EXTRACT TO READ -
Being Found Serving in the Joy of Our Lord
Rev. Charles Westby, Pastor
Matthew 25:14-30
November 15, 2020

As we are nearing the end of the church year our attention is drawn to Christ’s coming again in glory to bring this world order to an end and deliver to us the new creation. As we do not know the day or the hour of His coming, our attention turns to Christ’s teaching us to be found serving Him in His joy. To talk to us about this, Jesus speaks the parable of the talents. Let’s make some observations about the parable and then draw out some points from it.

Jesus talks about a man who was going on a journey. This is the connection in the parable to anticipating Christ’s return, since He has ascended to God’s right hand from which He will come again in glory. So the man summoned his servants and handed some of his property over to them. These were “his own” servants. He knows them and they know him. He thinks there is a relationship of trust and love between them and himself. So he entrusts property to them, trusting that they will put the property to use for their Lord’s glory. So he gave five talents to one servant, two talents to another, and one talent to a third, each according to their own ability.

DATASET RECORDS -
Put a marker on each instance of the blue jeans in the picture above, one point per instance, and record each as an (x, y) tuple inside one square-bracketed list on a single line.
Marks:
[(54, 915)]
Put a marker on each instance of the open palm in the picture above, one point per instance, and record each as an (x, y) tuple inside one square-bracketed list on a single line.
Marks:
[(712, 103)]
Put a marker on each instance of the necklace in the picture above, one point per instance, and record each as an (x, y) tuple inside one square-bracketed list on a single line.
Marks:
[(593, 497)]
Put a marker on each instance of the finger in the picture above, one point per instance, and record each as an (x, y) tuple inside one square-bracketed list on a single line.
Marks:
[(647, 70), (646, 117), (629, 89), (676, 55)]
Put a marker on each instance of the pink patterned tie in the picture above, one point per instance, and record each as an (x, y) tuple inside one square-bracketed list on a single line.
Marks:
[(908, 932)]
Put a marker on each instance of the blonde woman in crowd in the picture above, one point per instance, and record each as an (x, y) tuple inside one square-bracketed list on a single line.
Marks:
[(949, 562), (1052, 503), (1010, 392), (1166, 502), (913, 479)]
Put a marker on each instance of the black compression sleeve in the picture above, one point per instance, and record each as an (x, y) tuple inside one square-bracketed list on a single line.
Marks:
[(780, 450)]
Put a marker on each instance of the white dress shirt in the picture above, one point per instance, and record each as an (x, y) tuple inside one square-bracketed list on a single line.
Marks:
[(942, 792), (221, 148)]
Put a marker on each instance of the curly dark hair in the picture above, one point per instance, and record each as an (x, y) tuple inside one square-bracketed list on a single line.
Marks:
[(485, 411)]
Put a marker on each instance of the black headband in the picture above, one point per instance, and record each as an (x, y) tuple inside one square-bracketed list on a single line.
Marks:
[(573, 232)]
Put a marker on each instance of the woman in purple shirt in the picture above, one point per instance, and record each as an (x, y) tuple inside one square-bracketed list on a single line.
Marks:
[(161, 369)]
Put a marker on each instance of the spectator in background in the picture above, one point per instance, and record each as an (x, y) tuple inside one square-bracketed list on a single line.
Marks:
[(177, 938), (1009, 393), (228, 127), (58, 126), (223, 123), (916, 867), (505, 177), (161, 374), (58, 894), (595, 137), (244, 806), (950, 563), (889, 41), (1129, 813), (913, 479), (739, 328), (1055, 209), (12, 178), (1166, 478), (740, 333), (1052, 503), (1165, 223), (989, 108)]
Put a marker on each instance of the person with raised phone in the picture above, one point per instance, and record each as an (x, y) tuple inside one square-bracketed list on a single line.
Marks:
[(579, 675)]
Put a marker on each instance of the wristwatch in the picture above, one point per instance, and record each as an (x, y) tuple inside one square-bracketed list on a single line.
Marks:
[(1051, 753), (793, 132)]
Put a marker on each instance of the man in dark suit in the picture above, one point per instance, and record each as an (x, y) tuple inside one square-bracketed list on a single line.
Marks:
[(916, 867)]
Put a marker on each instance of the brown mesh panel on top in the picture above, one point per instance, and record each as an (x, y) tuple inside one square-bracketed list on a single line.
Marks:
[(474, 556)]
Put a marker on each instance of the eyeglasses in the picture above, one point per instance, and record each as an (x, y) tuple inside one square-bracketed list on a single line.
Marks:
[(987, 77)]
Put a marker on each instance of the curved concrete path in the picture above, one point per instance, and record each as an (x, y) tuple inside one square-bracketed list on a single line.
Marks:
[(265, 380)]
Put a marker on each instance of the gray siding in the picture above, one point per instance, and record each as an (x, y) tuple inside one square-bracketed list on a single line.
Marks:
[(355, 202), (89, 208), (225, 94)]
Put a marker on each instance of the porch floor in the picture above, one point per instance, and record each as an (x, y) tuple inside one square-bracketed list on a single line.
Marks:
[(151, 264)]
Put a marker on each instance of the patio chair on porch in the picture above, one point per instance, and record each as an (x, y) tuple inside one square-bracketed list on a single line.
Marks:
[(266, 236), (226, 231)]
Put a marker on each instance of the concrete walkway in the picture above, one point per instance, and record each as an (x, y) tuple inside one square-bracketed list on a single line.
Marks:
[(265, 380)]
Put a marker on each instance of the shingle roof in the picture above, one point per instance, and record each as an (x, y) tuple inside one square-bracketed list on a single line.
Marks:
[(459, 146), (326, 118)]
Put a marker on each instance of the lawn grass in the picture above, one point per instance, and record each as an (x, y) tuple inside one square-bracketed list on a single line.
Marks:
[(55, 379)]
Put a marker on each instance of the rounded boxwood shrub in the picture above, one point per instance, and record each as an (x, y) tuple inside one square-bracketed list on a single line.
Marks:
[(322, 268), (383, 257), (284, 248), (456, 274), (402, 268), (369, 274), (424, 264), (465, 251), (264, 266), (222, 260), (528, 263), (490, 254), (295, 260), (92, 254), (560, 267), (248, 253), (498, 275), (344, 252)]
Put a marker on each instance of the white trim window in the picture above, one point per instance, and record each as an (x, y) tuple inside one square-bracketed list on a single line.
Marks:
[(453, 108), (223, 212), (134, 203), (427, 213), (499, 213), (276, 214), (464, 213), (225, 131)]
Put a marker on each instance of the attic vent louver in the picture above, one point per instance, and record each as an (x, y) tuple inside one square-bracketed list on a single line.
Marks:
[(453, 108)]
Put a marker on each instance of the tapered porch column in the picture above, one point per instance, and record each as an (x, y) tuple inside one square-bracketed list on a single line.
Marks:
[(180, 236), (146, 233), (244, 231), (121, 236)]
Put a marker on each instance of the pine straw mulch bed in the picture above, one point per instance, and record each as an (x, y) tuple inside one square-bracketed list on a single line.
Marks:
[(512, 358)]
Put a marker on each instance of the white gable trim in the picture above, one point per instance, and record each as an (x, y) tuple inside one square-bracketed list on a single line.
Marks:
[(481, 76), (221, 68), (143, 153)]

SHORT PROBLEM A - In the sermon, rewrite the passage starting at "As we are nearing" and ending at "points from it.", replacing "parable" with "story".
SHORT PROBLEM B - Pick up the sermon on the parable of the talents after its last sentence and keep writing.

TASK RESULT A -
As we are nearing the end of the church year our attention is drawn to Christ’s coming again in glory to bring this world order to an end and deliver to us the new creation. As we do not know the day or the hour of His coming, our attention turns to Christ’s teaching us to be found serving Him in His joy. To talk to us about this, Jesus speaks the story of the talents. Let’s make some observations about the story and then draw out some points from it.

TASK RESULT B -
The word “talent” here refers to a unit of measurement of silver or gold for use in commerce. In Matthew 25:27, the terminology changes from talent to “money.” The word there is the word for silver. Thus, a talent in the parable was literally a silver coin used as currency.

Thus, the word “talent” in the parable does not mean our English word “talent,” as in the ability to do something well. Nevertheless, if we apply this parable to giving of our time, talent, and treasure in support of the ministry of the Gospel, we can take the talent to stand for more than just money, for time and talent, as well, since we are taking the parable to be about using the things the Lord has given us for His purposes and glory, as we live in anticipation of His coming.

The servants who were given five talents and two talents, respectively, traded with them to earn more talents. They put their Lord’s money to use to gain more money for their Lord. This is one of the central points of the parable, putting the talents to use for the benefit and glory of the Lord. This point is like the substance of it. There is another major point that will involve the motivation, which we will discuss in a few moments.

The Lord also gave a talent to a third servant. What did he do with it? He dug a whole in the ground. He put the talent in it and filled the dirt back in. He did not use the talent to gain more for the Lord’s glory. He buried it. We soon learn that he did so because of what he thought of his master. This involves the motivation.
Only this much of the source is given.